• Exercises to complete:
A – In the Azure outage piece, which Microsoft domains are named as using Azure's DNS?
B – Update the stretch of the Azure outage piece from "Since Microsoft domains, including" through "in 2020 alone.", putting "suggested" in place of "speculated".
C – For each statement, answer yes or no according to the Azure outage piece, and quote the words that decide it: (i) The surge in queries has been confirmed as a DDoS attack. (ii) Microsoft is working to correct the code defect. (iii) The outage happened on April Fools' day.

• Document section:
========================

After experiencing a massive DNS-related outage on April Fools’ day, Microsoft has since made a full recovery and released a detailed incident report explaining what went wrong.
According to Azure, its servers received an atypical surge of global DNS queries that were directed at some of the domains hosted on its platform. The company claims that its layers of caches would usually be able to handle incidents of this nature, but a specific sequence during the event revealed a code defect that allowed the system to be overloaded. The overload was largely due to the number of retry requests made by DNS clients, which was still considered genuine DNS traffic by Azure’s mitigation systems.
Since Microsoft domains, including Xbox Live and Office 365, use Azure’s DNS, the entire product line was affected to one degree or another. For preventative measures, Microsoft is working to correct the code defect and improving the way it monitors usual traffic.
It still isn’t clear what the surge in queries was, though many sites have speculated that it could have been a DDoS attack against the targeted domains. Whatever the reason, it’s apparent that the Microsoft team has their work cut out for them, considering the company’s history of outages in 2020 alone.
Even if Microsoft does manage to improve its systems, one has to wonder why domains still rely on Azure DNS as their sole provider in the first place—or even why Microsoft does. With Secondary DNS, incidents like this can easily be avoided. Rather than creating services and cloud environments that purposefully or inadvertently lead to vendor lock-in, companies should be putting the needs of their clients and their client’s customers first.
Infrastructure, peering, and transit capacity play a major role in the ability to keep DNS functioning smoothly and efficiently. But as Microsoft’s recent outage demonstrates, it takes even more than that. One huge downside to companies that provide multiple cloud services is their lack of dedicated DNS management. With all services running on the same network, performance suffers, and the likelihood of servers becoming overloaded increases.
As customers continue to voice their dissatisfaction when outages occur, it is our hope that our industry will begin working to improve internet experiences as a whole, for everyone, and not just themselves. No matter how big a provider is, it is impossible to carry the weight of the entire world’s domains on its infrastructure—and to pretend otherwise is just ridiculous.

========================

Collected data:
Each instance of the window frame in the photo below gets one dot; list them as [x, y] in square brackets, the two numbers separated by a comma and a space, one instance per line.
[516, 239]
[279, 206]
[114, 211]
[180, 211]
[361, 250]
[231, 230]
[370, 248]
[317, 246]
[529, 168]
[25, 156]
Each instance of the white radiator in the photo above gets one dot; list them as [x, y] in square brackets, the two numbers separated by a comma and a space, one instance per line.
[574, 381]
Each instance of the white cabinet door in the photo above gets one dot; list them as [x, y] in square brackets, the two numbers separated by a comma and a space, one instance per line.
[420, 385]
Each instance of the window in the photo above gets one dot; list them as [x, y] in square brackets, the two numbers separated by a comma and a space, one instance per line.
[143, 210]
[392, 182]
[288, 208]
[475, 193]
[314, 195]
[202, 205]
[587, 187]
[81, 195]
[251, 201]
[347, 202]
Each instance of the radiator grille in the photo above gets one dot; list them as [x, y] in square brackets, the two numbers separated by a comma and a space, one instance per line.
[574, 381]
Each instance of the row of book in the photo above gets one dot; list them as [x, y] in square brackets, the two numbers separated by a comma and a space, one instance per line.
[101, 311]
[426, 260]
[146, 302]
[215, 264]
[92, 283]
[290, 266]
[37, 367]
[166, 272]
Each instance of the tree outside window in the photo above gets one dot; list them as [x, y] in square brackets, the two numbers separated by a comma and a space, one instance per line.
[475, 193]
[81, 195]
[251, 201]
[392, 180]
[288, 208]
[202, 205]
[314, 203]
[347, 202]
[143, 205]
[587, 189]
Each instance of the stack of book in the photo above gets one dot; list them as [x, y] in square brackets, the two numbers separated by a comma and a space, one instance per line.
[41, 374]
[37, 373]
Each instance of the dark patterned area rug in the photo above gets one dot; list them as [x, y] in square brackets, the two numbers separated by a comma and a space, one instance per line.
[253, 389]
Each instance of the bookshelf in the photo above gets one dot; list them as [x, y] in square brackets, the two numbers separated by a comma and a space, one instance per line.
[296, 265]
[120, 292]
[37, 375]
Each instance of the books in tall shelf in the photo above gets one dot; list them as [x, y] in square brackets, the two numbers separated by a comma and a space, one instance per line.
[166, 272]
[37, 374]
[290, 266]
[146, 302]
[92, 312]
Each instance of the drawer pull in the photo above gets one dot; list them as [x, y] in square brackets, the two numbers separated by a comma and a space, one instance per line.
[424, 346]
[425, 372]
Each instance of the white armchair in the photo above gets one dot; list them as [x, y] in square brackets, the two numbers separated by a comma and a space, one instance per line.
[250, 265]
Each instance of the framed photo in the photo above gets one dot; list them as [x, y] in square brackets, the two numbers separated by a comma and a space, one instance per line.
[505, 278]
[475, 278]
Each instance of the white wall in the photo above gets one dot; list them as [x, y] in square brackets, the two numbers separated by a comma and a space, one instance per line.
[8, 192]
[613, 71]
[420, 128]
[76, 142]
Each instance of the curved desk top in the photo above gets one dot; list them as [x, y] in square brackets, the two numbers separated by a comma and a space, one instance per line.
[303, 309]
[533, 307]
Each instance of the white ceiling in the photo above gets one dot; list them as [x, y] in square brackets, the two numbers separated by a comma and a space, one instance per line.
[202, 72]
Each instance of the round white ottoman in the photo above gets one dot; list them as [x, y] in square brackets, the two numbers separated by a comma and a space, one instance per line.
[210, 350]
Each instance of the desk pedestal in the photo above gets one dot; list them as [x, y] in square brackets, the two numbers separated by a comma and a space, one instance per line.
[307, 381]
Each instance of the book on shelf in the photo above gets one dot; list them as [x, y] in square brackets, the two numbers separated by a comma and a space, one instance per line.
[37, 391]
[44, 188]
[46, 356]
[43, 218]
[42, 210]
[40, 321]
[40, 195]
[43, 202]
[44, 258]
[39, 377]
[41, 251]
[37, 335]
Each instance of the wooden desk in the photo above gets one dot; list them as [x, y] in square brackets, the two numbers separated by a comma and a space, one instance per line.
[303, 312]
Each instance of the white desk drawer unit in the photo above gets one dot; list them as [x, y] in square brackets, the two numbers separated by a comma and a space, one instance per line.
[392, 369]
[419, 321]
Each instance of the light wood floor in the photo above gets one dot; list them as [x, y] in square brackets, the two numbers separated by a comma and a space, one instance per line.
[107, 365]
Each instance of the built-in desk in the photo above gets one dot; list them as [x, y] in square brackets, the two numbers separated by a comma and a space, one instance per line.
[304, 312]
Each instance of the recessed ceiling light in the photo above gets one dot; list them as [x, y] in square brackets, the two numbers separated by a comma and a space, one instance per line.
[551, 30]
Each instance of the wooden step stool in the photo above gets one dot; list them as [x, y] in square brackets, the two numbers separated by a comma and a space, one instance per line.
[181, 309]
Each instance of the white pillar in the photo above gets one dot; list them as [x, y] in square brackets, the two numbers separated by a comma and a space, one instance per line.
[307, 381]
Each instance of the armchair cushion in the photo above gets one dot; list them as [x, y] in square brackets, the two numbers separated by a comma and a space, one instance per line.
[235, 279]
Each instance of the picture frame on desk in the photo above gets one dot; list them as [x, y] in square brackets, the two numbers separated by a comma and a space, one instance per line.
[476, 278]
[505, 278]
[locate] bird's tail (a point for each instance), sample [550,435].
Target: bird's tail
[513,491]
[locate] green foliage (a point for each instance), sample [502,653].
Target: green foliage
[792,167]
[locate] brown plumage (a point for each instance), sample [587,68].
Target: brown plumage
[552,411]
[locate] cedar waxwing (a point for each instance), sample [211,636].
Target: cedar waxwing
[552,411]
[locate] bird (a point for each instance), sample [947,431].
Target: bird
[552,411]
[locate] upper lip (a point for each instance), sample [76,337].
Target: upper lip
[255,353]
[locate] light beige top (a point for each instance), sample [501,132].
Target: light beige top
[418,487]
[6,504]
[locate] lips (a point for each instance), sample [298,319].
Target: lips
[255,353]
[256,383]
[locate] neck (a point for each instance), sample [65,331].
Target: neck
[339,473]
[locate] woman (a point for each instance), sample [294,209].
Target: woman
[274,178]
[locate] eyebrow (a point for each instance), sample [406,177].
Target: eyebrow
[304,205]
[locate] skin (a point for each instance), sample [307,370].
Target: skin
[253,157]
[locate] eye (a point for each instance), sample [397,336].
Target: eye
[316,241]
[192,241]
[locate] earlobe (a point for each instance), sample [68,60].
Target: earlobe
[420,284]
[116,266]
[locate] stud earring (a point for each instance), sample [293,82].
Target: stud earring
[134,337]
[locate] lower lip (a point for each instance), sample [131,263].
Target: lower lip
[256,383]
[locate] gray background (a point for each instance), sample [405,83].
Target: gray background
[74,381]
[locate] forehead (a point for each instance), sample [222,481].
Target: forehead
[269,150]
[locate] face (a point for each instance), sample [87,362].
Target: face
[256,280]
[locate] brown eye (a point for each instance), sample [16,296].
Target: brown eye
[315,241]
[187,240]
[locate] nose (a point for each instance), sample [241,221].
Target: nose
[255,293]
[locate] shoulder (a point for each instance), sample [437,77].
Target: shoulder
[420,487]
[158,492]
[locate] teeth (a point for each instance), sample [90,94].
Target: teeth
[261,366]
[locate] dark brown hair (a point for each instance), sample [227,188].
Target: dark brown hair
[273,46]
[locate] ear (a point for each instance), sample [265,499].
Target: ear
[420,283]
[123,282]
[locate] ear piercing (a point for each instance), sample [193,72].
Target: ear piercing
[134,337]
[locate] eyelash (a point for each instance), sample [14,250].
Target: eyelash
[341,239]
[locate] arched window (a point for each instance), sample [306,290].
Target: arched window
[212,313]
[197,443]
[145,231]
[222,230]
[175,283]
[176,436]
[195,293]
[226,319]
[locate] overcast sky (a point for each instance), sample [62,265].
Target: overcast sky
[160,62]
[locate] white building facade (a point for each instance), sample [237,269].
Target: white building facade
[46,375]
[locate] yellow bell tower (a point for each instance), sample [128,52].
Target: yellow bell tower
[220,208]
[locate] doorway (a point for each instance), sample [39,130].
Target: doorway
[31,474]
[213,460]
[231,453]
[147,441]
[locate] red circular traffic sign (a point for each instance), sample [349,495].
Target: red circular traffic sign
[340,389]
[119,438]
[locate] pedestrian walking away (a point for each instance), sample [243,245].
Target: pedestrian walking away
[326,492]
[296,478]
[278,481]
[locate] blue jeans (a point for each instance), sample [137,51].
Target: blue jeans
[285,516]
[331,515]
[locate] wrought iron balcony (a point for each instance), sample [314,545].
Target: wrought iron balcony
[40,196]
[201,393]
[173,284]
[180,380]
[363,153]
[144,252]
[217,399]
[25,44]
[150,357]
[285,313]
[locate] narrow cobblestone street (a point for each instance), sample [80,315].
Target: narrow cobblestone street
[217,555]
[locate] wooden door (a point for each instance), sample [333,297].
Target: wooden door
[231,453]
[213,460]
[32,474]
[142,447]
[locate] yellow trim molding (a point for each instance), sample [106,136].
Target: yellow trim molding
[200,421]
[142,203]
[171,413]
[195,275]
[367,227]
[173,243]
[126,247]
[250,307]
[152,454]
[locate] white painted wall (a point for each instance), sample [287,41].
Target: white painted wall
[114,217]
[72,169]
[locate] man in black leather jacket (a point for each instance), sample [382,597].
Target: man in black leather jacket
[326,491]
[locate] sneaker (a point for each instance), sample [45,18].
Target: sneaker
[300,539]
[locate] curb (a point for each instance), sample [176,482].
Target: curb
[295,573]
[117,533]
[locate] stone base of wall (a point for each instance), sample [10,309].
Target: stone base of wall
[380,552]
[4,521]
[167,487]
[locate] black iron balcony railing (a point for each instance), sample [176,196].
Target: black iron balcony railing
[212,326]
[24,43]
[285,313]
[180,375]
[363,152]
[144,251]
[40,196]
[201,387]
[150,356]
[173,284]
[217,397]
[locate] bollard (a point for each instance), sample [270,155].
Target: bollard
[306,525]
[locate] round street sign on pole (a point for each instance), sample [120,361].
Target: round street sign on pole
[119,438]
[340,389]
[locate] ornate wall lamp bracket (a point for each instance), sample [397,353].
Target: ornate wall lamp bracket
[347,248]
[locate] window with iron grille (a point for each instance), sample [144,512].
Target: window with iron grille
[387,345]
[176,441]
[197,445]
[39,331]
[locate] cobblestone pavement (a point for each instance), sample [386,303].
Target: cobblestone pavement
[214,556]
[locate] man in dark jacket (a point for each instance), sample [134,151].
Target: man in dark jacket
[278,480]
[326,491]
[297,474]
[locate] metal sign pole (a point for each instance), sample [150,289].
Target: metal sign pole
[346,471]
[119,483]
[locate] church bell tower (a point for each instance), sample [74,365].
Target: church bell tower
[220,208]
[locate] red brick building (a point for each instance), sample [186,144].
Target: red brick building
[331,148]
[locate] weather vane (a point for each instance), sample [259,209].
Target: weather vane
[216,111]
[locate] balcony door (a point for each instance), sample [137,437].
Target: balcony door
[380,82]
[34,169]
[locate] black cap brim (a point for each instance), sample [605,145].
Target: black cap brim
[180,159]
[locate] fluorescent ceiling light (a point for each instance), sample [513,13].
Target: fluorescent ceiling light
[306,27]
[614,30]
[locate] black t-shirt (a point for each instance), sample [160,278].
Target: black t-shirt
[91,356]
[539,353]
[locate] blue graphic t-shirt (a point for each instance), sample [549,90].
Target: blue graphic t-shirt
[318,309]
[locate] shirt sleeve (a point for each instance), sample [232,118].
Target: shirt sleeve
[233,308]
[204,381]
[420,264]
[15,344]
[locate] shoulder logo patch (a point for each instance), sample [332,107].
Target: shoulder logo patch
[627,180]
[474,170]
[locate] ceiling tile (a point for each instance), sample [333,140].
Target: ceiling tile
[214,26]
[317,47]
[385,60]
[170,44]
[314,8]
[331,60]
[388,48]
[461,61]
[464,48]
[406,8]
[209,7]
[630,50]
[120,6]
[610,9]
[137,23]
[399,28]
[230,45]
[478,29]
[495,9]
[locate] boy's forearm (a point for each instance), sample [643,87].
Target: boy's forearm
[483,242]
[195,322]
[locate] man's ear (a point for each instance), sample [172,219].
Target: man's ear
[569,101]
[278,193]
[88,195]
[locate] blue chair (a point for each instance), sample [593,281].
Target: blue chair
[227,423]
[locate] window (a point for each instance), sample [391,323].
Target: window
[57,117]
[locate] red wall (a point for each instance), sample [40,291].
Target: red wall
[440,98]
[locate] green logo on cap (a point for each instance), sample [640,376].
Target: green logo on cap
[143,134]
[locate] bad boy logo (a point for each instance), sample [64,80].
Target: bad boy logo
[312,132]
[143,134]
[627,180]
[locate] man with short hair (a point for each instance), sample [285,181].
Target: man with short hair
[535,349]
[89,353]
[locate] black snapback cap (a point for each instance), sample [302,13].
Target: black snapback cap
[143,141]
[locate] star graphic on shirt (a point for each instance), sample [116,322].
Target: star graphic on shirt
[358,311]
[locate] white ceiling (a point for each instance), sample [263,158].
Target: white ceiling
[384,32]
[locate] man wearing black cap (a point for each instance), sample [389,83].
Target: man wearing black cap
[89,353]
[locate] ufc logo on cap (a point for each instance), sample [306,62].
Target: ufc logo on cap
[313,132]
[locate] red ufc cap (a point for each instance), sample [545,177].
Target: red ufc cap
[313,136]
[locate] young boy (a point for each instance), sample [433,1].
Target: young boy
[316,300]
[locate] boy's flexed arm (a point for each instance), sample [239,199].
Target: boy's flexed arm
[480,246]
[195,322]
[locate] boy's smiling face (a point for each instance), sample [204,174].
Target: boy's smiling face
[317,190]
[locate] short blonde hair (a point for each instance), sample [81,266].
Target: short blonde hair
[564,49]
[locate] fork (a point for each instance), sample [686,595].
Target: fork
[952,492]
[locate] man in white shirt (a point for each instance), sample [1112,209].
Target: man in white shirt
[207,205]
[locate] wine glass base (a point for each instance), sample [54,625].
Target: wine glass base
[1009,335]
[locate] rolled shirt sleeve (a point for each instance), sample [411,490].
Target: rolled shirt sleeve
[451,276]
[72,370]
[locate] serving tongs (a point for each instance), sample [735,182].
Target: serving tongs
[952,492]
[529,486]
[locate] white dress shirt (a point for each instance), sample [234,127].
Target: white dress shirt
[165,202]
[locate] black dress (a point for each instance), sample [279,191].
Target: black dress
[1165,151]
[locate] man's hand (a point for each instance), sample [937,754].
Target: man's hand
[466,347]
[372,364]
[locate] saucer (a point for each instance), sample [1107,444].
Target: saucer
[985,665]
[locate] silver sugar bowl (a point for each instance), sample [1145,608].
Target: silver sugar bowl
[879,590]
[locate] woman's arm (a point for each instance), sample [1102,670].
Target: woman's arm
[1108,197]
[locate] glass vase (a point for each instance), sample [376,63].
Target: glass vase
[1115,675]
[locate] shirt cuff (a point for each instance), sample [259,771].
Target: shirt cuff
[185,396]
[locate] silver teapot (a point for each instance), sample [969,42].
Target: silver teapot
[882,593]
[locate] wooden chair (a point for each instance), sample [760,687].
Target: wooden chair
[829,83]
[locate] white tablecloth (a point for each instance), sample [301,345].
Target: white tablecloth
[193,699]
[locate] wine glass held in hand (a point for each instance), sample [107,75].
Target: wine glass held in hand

========================

• Expected responses:
A – Xbox Live and Office 365.

B –
Since Microsoft domains, including Xbox Live and Office 365, use Azure’s DNS, the entire product line was affected to one degree or another. For preventative measures, Microsoft is working to correct the code defect and improving the way it monitors usual traffic.
It still isn’t clear what the surge in queries was, though many sites have suggested that it could have been a DDoS attack against the targeted domains. Whatever the reason, it’s apparent that the Microsoft team has their work cut out for them, considering the company’s history of outages in 2020 alone.

C –
(i) No: "It still isn’t clear what the surge in queries was"
(ii) Yes: "Microsoft is working to correct the code defect"
(iii) Yes: "After experiencing a massive DNS-related outage on April Fools’ day"